A reference generation circuit has first and second reference inputs and first and second reference outputs. The first reference input is coupled to the regulator output. The second reference input is coupled to the startup output. The first reference output is coupled to a reference output terminal and to the second regulator input.

A reference detection circuit has first and second detection inputs and a detection output. The first detection input is coupled to the regulator output, and the second detection input is coupled to the second reference output. The reference detection circuit is configured to provide a reference ready signal at the reference output responsive to a voltage at the reference output being within a reference specification.

In a second example, a voltage regulator circuit includes a first resistor having first and second resistor terminals. A first transistor is coupled between an input voltage terminal and the first resistor terminal, and the first transistor has a first control terminal. A second resistor is coupled between the second resistor terminal and the first control terminal. A second transistor is coupled between the input voltage terminal and a regulator output, and the second transistor has a second control terminal that is coupled to the second resistor terminal.

A third transistor has a current terminal coupled to the second resistor terminal, and has a third control terminal that is coupled to a reference voltage terminal. A fourth transistor is coupled between the third transistor and a ground terminal, and has a fourth control terminal that is coupled to the third transistor. A fifth transistor is coupled between the fourth resistor terminal and the ground terminal, and has a fifth control terminal.

BRIEF DESCRIPTION OF THE DRAWINGS

FIG. 1 shows a schematic diagram of an example voltage regulator having a startup circuit that provides an indication that a bandgap reference voltage is within a specification.

FIG. 2 shows a schematic diagram of an example voltage regulator startup circuit that provides an indication that a bandgap reference voltage is within a specification.

FIG. 3 shows a block diagram for an example application using a voltage regulator with a startup circuit.

DETAILED DESCRIPTION

In this description, the same reference numbers depict same or similar (by function and/or structure) features. The drawings are not necessarily drawn to scale.

Some integrated circuits have a high voltage main power supply input, but have internal circuits that operate at a voltage that is lower than the high voltage input supply. This requires an internal supply voltage regulator to regulate the main supply voltage down to a voltage that is safe for the internal circuits. A typical internal supply voltage regulator includes a reference generation circuit to provide an accurate reference voltage or current. The internal supply voltage regulator may include a means for determining when the reference voltage is within specification following circuit startup. Many systems include specifications that requires the internal supply voltage regulator to perform these functions while operating in a small area and consuming a low amount of power.

Some internal voltage regulators use an always-on Zener diode as a reference to start up the regulator, which then powers up a startup circuit for the bandgap reference. A separate bandgap reference detection circuit monitors the bandgap reference voltage to determine when it has reached a specified voltage. The drawbacks to this approach include that the power consumption of the circuit is relatively high and the circuit occupies a relatively large silicon area.

• **DATA EXCERPTS**:
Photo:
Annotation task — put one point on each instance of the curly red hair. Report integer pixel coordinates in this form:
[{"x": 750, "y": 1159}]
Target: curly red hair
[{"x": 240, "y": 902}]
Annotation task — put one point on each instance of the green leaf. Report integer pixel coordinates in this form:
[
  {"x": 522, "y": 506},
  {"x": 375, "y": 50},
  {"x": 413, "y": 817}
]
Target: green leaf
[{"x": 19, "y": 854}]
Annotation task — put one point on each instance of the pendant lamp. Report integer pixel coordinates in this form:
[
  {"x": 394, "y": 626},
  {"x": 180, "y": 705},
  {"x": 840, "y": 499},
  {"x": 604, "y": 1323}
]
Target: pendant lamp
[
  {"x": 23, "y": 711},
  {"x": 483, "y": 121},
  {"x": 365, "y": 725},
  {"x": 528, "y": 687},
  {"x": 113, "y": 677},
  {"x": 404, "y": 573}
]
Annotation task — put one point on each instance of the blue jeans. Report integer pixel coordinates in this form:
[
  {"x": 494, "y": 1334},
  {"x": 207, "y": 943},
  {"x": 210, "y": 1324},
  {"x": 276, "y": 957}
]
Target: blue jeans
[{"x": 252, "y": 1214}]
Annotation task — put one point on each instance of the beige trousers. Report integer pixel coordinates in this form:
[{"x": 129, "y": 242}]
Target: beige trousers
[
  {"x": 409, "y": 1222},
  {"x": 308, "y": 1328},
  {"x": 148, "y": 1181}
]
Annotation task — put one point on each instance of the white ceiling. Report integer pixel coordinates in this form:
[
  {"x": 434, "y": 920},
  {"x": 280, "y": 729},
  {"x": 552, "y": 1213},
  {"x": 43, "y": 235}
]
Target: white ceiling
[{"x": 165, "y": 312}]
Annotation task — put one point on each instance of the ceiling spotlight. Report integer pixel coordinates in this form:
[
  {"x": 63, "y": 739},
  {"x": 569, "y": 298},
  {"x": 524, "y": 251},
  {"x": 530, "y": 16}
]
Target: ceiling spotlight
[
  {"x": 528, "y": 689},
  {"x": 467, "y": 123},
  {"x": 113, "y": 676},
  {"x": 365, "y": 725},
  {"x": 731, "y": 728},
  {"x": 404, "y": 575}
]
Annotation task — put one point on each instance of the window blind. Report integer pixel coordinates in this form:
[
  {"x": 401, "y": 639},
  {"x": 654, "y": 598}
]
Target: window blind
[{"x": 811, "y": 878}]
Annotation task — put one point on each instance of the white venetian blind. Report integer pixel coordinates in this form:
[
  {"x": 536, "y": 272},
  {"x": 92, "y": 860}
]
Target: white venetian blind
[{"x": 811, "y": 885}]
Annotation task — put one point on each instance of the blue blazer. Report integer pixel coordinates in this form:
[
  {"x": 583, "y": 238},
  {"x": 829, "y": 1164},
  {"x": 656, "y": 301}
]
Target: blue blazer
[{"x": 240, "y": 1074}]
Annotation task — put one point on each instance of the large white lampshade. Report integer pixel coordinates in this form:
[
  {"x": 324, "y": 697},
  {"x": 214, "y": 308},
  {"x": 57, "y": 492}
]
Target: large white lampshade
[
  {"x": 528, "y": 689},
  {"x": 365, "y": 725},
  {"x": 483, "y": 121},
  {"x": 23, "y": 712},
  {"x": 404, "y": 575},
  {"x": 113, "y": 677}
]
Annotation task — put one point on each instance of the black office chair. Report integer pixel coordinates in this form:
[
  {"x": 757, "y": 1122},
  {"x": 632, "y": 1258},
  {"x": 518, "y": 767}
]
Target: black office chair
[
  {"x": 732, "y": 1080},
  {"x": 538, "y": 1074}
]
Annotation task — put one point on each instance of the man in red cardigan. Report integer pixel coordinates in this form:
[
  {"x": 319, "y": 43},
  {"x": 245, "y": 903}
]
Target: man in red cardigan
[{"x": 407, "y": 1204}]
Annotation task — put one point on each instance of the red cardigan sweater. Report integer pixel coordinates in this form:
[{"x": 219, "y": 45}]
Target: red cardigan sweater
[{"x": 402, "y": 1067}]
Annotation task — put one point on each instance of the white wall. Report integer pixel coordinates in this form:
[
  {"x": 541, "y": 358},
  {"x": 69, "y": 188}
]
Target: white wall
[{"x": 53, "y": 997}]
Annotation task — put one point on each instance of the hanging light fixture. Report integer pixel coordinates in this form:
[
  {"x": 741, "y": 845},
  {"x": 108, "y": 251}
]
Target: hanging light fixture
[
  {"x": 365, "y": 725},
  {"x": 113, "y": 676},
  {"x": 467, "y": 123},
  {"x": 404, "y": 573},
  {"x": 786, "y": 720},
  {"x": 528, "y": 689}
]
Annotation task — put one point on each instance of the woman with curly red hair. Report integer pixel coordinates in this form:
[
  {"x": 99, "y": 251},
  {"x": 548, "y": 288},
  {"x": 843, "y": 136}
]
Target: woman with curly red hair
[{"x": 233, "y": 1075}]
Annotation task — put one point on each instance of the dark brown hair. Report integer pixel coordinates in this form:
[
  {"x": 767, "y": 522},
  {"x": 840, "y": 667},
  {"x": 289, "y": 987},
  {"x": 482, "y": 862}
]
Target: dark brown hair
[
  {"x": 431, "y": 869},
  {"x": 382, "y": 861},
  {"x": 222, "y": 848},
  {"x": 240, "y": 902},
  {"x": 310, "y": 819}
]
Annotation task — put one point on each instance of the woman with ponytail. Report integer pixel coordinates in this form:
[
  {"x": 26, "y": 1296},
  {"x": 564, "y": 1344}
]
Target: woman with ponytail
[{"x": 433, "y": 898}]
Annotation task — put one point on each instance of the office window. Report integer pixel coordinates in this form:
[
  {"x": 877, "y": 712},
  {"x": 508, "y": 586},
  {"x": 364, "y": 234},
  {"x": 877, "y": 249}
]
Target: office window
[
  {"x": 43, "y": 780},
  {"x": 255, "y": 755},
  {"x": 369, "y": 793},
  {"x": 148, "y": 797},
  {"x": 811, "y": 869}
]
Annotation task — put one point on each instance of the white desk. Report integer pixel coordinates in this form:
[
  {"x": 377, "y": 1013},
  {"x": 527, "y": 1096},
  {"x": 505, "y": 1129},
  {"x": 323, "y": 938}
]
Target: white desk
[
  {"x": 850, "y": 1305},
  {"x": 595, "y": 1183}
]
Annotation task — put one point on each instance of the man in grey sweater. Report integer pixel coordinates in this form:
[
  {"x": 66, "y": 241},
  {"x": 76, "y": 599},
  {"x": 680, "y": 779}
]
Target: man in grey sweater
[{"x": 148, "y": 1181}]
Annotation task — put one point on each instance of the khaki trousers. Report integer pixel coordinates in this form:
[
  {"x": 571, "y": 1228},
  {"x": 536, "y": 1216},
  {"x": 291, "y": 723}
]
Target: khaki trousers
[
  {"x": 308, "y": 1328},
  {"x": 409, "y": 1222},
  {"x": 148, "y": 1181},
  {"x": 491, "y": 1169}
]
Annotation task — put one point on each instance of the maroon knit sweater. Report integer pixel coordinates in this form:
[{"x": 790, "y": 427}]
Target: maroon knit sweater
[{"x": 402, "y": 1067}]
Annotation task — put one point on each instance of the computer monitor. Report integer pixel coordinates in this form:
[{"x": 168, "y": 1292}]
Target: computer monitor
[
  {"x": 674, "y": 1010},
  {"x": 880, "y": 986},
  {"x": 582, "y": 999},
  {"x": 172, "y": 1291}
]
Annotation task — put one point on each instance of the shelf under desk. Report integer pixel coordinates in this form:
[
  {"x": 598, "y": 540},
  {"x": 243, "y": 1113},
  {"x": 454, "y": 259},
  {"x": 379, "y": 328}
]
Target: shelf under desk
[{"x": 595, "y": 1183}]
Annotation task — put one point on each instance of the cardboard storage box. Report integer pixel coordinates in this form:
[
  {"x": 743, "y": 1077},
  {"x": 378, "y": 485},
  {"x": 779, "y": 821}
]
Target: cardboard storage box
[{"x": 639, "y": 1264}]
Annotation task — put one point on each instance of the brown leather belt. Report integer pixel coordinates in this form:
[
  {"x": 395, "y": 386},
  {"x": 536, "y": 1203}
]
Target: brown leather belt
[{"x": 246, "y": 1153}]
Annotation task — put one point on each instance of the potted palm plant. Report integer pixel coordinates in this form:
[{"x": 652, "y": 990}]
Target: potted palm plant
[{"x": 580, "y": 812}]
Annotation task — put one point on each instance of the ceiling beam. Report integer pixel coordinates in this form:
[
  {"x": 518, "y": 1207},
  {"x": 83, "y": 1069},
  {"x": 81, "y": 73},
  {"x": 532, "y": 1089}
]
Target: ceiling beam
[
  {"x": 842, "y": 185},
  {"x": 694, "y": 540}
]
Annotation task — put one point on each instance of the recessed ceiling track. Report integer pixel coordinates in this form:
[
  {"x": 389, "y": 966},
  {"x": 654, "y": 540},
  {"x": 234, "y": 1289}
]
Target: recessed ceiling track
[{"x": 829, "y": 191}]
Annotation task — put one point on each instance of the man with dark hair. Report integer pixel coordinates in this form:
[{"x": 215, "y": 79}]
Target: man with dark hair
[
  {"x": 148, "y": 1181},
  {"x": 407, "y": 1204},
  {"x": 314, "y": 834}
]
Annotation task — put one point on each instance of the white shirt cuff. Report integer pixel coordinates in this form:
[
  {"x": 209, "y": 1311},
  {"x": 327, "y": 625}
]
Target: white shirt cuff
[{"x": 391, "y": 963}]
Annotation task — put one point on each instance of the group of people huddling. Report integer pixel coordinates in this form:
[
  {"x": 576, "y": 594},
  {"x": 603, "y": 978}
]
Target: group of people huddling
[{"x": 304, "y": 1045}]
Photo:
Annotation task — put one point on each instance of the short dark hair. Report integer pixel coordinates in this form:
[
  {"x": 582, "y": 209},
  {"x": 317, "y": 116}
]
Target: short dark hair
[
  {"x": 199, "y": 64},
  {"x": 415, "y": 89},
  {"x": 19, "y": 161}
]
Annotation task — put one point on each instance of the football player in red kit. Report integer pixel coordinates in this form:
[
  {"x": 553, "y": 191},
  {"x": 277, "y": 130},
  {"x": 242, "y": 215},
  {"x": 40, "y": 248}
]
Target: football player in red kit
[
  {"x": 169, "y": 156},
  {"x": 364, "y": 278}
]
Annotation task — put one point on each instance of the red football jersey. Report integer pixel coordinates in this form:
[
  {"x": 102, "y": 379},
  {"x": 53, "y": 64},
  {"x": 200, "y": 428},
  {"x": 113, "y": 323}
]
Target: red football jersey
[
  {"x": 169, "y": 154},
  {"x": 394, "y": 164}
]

• **EXERCISE DESCRIPTION**:
Rewrite the portion of the voltage regulator text starting with "FIG. 1 shows" and going on through "drawn to scale.", putting "tolerance" in place of "specification". The records are irrelevant here.

• **TASK OUTPUT**:
FIG. 1 shows a schematic diagram of an example voltage regulator having a startup circuit that provides an indication that a bandgap reference voltage is within a tolerance.

FIG. 2 shows a schematic diagram of an example voltage regulator startup circuit that provides an indication that a bandgap reference voltage is within a tolerance.

FIG. 3 shows a block diagram for an example application using a voltage regulator with a startup circuit.

DETAILED DESCRIPTION

In this description, the same reference numbers depict same or similar (by function and/or structure) features. The drawings are not necessarily drawn to scale.